• **RECORDS FOR THE EXERCISE**:
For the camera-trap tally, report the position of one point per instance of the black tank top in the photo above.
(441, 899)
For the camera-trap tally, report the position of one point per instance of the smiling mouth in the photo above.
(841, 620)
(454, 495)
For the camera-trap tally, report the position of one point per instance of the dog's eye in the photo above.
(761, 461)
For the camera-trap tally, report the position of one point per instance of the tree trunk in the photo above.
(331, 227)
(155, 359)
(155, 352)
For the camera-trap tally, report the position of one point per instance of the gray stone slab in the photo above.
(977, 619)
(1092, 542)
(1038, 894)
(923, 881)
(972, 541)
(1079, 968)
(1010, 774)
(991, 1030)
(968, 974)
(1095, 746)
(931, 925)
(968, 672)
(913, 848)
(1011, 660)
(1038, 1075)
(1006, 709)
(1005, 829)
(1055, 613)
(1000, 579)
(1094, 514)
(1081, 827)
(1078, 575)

• **YOUR GOAL**:
Copy all of the lines above word for word, changing nothing.

• **RESULT OF THIS TASK**:
For the camera-trap tally, report the position of one point per instance of the black tank top in the photo above.
(441, 899)
For the camera-trap tally, report the position of one point per instance of the smiling mouth in the photo above.
(841, 620)
(454, 495)
For the camera-trap tally, report the position of one point per instance of the dog's eye in the photo above.
(761, 461)
For the camera-trap tally, report the position of one point per instance of the tree trunk in the photo above.
(331, 227)
(155, 359)
(155, 352)
For the camera-trap tally, report the position of one point per instance of the gray stone slab in the photo above.
(977, 619)
(1092, 542)
(1038, 894)
(923, 881)
(972, 541)
(1079, 968)
(1010, 774)
(991, 1030)
(968, 974)
(1095, 746)
(931, 925)
(968, 672)
(913, 848)
(1011, 660)
(1038, 1075)
(1006, 709)
(1005, 829)
(1055, 613)
(1000, 579)
(1094, 514)
(1081, 827)
(1078, 575)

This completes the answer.